# TASK BRIEF
Format the listing below as a two-column CSV with the header instruction,points. Give one row per request, putting its text and its answer each in a single quoted field with line breaks replaced by spaces.

# Pointing dataset listing
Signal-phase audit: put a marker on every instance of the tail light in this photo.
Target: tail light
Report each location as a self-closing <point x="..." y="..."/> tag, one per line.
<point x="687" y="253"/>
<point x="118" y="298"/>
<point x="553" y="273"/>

# OUTPUT FOR THIS EXERCISE
instruction,points
"Signal-phase audit: put a marker on every instance of the tail light in this photo. Target: tail light Report each location as a self-closing <point x=""..."" y=""...""/> tag, one per line.","<point x=""687"" y=""253""/> <point x=""118"" y=""298""/> <point x=""553"" y=""273""/>"